┌─ DOCUMENT EXCERPT
Photo by Florian Pérennès

Minimum Expectations for Open Data in Research

Open data allows people to independently check a paper’s analysis or perform an altogether new analysis. It’s also a way of allowing future work to perform meta-analyses and ask questions that may not have been asked in the original paper. Therefor, it’s important to make experiment data public, provide it completely, and make it accessible for it to be useful to others.

But many missteps can happen that reduce the value of open data. These tips should help ensure that your data is indeed open, useful, and accessible.

Provide at least the minimum information

Experiment data should include an entry for each trial, usually as a row in the table. It shouldn’t be aggregated by condition or by subject. Here is a minimum set of columns that would be appropriate for most experiments:

  • Subject ID – Remember to keep it anonymous. No names, mTurk IDs, or IP addresses.
  • Trial number – Even though trials are usually recorded in order, it’s best to make this explicit.
└─
§ **OBJECTIVE 1**: Repeat the lines of the records below, starting with the line that contains "Could you please put a dot on the vest" and going on through the line that contains "column 385, row 242".
┌─ LISTED RECORDS
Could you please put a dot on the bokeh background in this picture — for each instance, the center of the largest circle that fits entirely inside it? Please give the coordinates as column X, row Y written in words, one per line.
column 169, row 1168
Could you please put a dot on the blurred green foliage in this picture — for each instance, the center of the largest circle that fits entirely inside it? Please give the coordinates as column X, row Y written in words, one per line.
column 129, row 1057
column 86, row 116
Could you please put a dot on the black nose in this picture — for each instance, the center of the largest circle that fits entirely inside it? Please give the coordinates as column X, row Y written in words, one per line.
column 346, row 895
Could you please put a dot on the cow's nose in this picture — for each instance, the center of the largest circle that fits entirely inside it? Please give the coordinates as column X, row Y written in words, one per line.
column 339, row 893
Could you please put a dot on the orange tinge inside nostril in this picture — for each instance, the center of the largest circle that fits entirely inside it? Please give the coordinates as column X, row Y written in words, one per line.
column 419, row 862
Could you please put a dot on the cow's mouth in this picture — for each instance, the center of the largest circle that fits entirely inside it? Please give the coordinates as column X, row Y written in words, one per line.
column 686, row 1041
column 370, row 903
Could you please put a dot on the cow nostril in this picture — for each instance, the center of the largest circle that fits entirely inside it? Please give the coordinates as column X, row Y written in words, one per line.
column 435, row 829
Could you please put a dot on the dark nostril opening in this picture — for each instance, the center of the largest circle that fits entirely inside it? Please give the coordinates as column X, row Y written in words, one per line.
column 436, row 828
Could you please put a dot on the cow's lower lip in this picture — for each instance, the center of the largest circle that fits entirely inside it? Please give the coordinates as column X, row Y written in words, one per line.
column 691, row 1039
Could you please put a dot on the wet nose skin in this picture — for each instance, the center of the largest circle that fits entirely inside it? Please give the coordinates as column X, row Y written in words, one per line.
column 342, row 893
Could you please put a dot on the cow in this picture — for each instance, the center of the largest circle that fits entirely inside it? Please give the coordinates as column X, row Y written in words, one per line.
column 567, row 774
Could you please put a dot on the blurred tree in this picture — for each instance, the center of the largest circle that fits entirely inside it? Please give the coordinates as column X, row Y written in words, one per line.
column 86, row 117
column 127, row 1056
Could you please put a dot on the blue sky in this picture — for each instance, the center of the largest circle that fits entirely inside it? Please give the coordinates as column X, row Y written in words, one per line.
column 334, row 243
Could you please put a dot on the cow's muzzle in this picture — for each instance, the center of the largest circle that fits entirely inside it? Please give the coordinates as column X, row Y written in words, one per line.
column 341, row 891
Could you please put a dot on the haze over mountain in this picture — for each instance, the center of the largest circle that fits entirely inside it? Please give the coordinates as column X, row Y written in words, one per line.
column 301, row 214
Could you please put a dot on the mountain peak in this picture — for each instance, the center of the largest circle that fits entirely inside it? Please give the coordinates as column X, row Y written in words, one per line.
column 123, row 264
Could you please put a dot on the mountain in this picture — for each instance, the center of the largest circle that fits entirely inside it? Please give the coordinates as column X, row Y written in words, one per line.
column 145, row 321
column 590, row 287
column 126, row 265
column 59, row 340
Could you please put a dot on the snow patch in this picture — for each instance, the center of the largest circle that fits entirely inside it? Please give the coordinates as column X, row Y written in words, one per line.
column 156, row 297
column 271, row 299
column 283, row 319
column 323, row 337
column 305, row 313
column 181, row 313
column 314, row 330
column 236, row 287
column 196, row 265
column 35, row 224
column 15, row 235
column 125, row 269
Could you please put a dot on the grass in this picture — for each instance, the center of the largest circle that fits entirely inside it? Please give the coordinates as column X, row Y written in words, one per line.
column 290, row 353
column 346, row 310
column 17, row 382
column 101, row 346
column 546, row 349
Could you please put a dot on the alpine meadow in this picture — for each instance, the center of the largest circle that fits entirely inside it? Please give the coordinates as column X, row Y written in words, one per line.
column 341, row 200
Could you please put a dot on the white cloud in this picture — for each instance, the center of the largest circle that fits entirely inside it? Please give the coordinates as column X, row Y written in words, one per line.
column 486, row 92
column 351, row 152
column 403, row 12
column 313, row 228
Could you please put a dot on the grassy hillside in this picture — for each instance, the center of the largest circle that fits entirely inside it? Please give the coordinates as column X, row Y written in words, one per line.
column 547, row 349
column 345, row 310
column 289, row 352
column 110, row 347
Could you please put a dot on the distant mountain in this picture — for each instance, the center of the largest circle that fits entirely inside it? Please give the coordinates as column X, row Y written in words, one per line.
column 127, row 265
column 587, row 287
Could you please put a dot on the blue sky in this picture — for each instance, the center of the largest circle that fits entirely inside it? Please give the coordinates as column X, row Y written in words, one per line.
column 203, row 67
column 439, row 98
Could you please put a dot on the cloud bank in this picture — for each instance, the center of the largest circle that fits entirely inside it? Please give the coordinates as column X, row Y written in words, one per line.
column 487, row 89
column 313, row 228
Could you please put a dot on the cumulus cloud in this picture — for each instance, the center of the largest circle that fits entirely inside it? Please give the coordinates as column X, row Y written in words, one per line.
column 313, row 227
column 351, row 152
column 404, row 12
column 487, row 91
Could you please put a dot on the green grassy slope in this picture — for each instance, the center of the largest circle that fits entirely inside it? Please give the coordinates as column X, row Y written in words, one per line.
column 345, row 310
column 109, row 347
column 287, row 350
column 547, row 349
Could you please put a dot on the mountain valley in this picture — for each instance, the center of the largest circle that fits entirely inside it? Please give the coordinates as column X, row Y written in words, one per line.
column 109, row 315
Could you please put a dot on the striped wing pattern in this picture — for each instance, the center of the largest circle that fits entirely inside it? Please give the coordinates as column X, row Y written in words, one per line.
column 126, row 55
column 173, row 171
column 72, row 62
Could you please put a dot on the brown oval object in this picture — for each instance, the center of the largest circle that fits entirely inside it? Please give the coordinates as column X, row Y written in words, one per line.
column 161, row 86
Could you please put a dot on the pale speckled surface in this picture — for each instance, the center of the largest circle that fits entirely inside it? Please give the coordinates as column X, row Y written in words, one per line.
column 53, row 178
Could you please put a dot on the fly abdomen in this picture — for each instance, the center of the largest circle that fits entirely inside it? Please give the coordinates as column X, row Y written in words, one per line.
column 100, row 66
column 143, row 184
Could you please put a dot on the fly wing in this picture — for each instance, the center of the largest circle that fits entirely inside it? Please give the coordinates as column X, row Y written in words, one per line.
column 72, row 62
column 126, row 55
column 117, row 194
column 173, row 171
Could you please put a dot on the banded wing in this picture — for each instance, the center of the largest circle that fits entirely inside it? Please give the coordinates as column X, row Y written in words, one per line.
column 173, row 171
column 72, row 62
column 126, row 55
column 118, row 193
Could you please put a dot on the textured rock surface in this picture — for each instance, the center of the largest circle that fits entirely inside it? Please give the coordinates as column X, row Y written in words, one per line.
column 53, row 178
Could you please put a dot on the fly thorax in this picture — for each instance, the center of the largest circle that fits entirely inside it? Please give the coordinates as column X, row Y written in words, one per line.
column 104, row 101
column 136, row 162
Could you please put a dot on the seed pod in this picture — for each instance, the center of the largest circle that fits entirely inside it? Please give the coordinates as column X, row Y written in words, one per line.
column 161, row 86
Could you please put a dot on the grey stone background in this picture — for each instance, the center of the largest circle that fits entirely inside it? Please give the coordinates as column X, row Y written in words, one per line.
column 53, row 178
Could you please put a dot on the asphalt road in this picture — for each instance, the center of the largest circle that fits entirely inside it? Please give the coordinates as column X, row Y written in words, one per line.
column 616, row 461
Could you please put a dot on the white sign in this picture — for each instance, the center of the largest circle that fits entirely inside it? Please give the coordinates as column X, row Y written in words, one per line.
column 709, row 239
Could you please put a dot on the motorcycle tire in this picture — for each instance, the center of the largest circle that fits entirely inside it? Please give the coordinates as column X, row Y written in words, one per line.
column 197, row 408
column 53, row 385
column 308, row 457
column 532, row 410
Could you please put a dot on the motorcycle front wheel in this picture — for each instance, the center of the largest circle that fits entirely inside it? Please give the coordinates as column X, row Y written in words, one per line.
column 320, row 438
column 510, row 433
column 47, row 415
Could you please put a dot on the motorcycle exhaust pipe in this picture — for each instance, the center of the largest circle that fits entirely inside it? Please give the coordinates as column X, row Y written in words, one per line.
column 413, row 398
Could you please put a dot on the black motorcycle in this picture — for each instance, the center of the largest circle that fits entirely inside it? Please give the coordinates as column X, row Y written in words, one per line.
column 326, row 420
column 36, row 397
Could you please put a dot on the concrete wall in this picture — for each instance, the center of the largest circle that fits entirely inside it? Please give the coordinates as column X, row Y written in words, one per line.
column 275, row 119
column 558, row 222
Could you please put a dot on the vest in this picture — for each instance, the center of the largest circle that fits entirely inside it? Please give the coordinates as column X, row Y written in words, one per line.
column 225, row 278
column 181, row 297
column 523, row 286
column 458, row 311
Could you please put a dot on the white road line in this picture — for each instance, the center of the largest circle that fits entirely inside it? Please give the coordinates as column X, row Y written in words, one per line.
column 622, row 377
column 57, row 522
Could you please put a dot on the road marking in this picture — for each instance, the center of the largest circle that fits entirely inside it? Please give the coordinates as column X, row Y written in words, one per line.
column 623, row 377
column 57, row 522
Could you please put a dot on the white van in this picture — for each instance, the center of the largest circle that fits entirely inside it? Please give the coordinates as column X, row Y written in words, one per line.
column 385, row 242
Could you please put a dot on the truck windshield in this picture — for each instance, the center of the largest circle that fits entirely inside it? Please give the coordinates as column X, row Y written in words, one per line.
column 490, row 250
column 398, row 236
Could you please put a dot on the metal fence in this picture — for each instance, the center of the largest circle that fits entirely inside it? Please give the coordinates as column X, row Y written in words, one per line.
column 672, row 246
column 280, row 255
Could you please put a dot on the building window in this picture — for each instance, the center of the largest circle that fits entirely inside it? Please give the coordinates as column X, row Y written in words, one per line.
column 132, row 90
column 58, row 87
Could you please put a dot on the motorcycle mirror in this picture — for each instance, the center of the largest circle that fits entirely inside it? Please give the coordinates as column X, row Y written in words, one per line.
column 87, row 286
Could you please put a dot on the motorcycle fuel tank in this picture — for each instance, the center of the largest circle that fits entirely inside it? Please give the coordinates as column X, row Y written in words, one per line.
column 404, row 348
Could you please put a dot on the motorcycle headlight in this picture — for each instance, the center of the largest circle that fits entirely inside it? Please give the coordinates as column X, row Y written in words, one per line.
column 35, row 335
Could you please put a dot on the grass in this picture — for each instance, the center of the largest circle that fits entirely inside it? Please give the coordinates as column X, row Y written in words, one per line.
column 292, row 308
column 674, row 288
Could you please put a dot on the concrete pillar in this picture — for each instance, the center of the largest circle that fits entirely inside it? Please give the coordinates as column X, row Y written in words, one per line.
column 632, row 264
└─
§ **OBJECTIVE 2**: Reproduce the passage from the text on open data in research above, starting with "Open data allows" and going on through "or IP addresses.".

§ **WRITTEN SOLUTION 1**:
Could you please put a dot on the vest in this picture — for each instance, the center of the largest circle that fits entirely inside it? Please give the coordinates as column X, row Y written in words, one per line.
column 225, row 278
column 181, row 297
column 523, row 286
column 458, row 311
Could you please put a dot on the white road line in this picture — for each instance, the center of the largest circle that fits entirely inside it? Please give the coordinates as column X, row Y written in words, one per line.
column 622, row 377
column 57, row 522
Could you please put a dot on the road marking in this picture — for each instance, the center of the largest circle that fits entirely inside it? Please give the coordinates as column X, row Y written in words, one per line.
column 623, row 377
column 57, row 522
Could you please put a dot on the white van in this picture — for each instance, the center of the largest circle that fits entirely inside it? Please give the coordinates as column X, row Y written in words, one per line.
column 385, row 242

§ **WRITTEN SOLUTION 2**:
Open data allows people to independently check a paper’s analysis or perform an altogether new analysis. It’s also a way of allowing future work to perform meta-analyses and ask questions that may not have been asked in the original paper. Therefor, it’s important to make experiment data public, provide it completely, and make it accessible for it to be useful to others.

But many missteps can happen that reduce the value of open data. These tips should help ensure that your data is indeed open, useful, and accessible.

Provide at least the minimum information

Experiment data should include an entry for each trial, usually as a row in the table. It shouldn’t be aggregated by condition or by subject. Here is a minimum set of columns that would be appropriate for most experiments:

  • Subject ID – Remember to keep it anonymous. No names, mTurk IDs, or IP addresses.